(AIM): Your task is to give the data again, exactly, with every line intact.

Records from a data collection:
— START —

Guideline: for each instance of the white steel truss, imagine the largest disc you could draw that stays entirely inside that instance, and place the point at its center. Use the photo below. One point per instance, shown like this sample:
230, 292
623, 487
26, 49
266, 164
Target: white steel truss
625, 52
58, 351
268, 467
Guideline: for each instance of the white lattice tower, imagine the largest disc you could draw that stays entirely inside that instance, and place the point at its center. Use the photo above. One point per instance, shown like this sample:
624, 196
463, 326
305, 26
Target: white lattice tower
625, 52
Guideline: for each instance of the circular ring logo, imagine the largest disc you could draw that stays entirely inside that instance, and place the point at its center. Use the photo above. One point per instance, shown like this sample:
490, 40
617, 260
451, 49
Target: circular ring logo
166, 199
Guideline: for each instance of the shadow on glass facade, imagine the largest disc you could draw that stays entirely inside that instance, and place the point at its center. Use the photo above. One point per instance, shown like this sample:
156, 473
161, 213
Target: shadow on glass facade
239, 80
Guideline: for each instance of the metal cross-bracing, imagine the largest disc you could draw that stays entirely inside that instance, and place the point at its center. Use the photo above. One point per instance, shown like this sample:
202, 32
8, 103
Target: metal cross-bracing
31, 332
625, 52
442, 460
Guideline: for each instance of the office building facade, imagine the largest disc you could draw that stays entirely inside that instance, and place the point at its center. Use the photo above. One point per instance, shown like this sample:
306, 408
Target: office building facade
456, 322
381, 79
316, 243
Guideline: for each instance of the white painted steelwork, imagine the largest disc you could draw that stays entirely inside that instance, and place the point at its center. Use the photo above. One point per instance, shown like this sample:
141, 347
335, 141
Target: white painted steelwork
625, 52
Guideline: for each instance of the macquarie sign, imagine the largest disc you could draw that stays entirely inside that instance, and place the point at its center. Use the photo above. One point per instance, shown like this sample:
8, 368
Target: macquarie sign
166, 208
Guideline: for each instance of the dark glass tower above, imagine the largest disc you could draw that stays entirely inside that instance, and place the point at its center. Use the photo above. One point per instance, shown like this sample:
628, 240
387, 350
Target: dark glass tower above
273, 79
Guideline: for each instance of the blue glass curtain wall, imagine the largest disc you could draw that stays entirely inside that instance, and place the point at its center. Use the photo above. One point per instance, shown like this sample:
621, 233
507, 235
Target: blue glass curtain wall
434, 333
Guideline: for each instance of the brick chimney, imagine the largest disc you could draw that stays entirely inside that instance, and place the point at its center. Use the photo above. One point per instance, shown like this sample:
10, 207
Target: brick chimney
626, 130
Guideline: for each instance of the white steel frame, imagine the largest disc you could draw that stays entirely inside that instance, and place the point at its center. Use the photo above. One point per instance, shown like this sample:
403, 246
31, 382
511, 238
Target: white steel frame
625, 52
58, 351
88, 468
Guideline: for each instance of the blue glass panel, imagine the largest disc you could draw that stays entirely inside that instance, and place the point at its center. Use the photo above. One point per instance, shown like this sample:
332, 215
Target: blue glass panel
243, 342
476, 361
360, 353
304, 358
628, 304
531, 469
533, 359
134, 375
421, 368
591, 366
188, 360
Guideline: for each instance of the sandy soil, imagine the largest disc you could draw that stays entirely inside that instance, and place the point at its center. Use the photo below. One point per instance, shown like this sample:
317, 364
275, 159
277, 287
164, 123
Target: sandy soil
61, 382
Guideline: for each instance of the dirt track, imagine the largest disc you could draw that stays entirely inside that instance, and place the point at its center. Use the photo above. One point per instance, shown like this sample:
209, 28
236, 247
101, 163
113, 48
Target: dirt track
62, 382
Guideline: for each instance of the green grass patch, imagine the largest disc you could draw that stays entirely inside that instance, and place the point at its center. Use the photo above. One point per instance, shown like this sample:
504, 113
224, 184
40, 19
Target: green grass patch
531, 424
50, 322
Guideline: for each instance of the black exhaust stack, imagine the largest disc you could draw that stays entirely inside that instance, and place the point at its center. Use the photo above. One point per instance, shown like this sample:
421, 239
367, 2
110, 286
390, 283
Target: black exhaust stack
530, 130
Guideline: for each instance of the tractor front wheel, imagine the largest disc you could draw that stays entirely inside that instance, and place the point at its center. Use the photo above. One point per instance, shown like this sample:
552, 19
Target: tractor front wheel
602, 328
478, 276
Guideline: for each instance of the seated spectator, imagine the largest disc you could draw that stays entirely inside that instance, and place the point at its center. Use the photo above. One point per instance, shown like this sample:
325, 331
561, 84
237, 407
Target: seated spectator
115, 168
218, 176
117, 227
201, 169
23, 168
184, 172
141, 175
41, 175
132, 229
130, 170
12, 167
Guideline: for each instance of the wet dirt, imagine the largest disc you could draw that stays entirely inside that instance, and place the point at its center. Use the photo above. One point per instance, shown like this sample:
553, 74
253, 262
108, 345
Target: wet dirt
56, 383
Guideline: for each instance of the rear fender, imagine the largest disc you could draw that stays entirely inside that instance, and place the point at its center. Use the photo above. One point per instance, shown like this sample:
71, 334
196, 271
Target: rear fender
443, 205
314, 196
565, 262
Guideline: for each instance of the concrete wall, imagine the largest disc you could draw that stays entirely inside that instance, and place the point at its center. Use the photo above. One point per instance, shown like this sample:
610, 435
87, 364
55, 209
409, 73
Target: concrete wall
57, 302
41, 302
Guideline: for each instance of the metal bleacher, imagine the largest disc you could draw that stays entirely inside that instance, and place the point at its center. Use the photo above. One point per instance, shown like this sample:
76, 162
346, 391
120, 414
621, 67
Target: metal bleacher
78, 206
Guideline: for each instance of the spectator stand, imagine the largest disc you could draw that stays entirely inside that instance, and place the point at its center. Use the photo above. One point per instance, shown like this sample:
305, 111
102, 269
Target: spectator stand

— END —

(FINAL RESULT):
Guideline: for each instance of the white steel truss, imagine the largest disc you could draw that stays entirely inside that instance, and place the point at its center. Use the photo below. One point per instance, shown like this sample:
230, 292
623, 487
26, 49
266, 164
Target: white steel truss
625, 52
58, 351
268, 467
Guideline: for each instance of the white lattice tower, imagine the largest disc you could draw that stays entirely inside that instance, and place the point at its center. Use the photo above. One point per instance, shown like this sample:
624, 196
463, 326
305, 26
Target: white lattice tower
625, 52
Guideline: for each instance of the circular ring logo, imagine the largest disc you could draw that stays entirely inside that instance, and place the point at its center. Use the photo above. One point per instance, shown like this sample:
490, 40
617, 260
451, 49
Target: circular ring logo
166, 199
Guideline: for each instance of the shadow on glass facade, imagine the largest disc you could draw that stays entirely inside that instance, and place the point at its center. Use the photo above. One point per instance, shown like this sample:
156, 473
161, 213
Target: shadow on glass facade
239, 80
Guideline: for each instance of the metal cross-bracing, imagine the largest disc you could draw that stays entirely inside that instance, and place the point at its center. Use the photo above. One point per instance, shown like this sample:
202, 32
8, 103
Target: metal cross-bracing
31, 332
625, 52
442, 460
Guideline: for each instance of the office building facade, imagine the largest disc you could draw that stays entirely inside that instance, and place the point at its center. Use the photo above. One point per instance, shown like this sample:
306, 408
Target: office building facade
456, 322
381, 79
316, 243
Guideline: for each instance of the white painted steelwork, imagine the largest disc you could draw that stays entirely inside that instance, and place the point at its center. Use the photo above. One point per instance, shown like this sample:
141, 347
335, 141
Target: white painted steelwork
625, 52
Guideline: for each instance of the macquarie sign, imagine the largest disc you could draw that stays entirely inside that instance, and place the point at its center. Use the photo above. One point per instance, shown like this sample:
8, 368
Target: macquarie sign
166, 208
Guideline: for each instance of the dark glass tower above, imagine the largest disc you could draw that stays entirely inside that instance, and place the point at its center. Use the photo above. One point per instance, shown like this sample:
628, 240
387, 350
Target: dark glass tower above
273, 79
Guideline: for each instance of the blue glass curtain wall, imagine the largest disc you could draw that stays entirely inside that instance, and place the point at its center. Use the photo above. One point per instance, shown like this sample:
621, 233
507, 235
Target: blue glass curtain wall
434, 333
Guideline: for each instance of the brick chimney, imagine the largest disc you could draw that stays entirely inside that instance, and place the point at its center. Use the photo above. One point per instance, shown like this sample:
10, 207
Target: brick chimney
626, 130
Guideline: for each instance of the white steel frame, imagine the largest disc you could draw that stays entirely inside that instance, and place the point at its center. Use the photo above. One point per instance, shown like this sample:
403, 246
31, 382
511, 238
Target: white steel frame
625, 52
58, 351
88, 468
Guideline: for each instance of the blue glass panel, imagine the largest disc you could draw that stays entirely inside that instance, and place the point at its center. Use the photo above. One point per instance, shown like this sample:
332, 215
Target: blue glass panel
243, 342
476, 361
360, 353
304, 358
628, 304
531, 469
533, 359
134, 375
421, 368
591, 366
188, 360
Guideline: for each instance of the sandy soil, imagine the largest disc you could draw that stays entirely inside that instance, and place the point at its center. Use the photo below. One point per instance, shown like this sample:
317, 364
275, 159
277, 287
164, 123
Target: sandy soil
61, 382
Guideline: for each instance of the dirt track, imagine the largest disc you could draw that stays entirely inside that instance, and place the point at its center. Use the photo above. One point per instance, shown like this sample:
209, 28
236, 247
101, 163
113, 48
Target: dirt track
62, 382
Guideline: for each instance of the green grass patch, imagine the largest disc you could draw that stays entirely inside that instance, and place the point at its center. Use the photo above. One point per instance, shown like this sample:
504, 113
224, 184
40, 19
Target: green grass patch
531, 424
50, 322
Guideline: for each instance of the black exhaust stack, imagine the largest disc you could draw that stays entirely inside that instance, and place the point at its center. Use the photo above. One point per instance, shown like this sample:
421, 239
367, 2
110, 286
390, 283
Target: black exhaust stack
530, 130
Guideline: for each instance of the tractor front wheel, imagine the largest disc you could draw that stays entirely inside that instance, and place the point at its center. Use the photo above. One point per instance, shown like this sample:
552, 19
Target: tractor front wheel
602, 328
478, 276
Guideline: for each instance of the seated spectator, imagine the largest disc you could draw that stays entirely inside that instance, and place the point at its center. Use the photo above. One point per instance, shown like this sample:
325, 331
561, 84
237, 407
Target: seated spectator
115, 168
218, 176
117, 227
201, 169
23, 168
184, 172
141, 175
41, 175
132, 229
130, 170
12, 167
Guideline: for each instance of the wet dirt, imagine the largest disc you could draw that stays entirely inside that instance, and place the point at its center. Use the photo above. One point per instance, shown like this sample:
553, 74
253, 262
108, 345
Target: wet dirt
56, 383
Guideline: for each instance of the rear fender, imagine the largest disc you could draw that stays entirely inside that instance, and place the point at its center. Use the photo above. One point per instance, shown like this sample:
71, 334
196, 271
Target: rear fender
443, 205
314, 196
565, 262
Guideline: for each instance of the concrete wall, imagine the largest disc you could draw that stays entirely inside that instance, and place the point at its center. Use the photo above. One point per instance, shown like this sample:
610, 435
87, 364
55, 209
409, 73
Target: concrete wall
57, 302
41, 302
Guideline: for each instance of the metal bleacher, imagine the largest disc you could draw that stays entirely inside that instance, and place the point at its center. Use the photo above. One point per instance, shown like this sample:
76, 162
346, 391
120, 414
621, 67
Target: metal bleacher
78, 206
Guideline: for each instance of the spectator stand, imagine the largest disc you could draw that stays entirely inside that instance, and place the point at its center. Use the photo above. One point per instance, shown like this sample:
305, 111
102, 269
Target: spectator stand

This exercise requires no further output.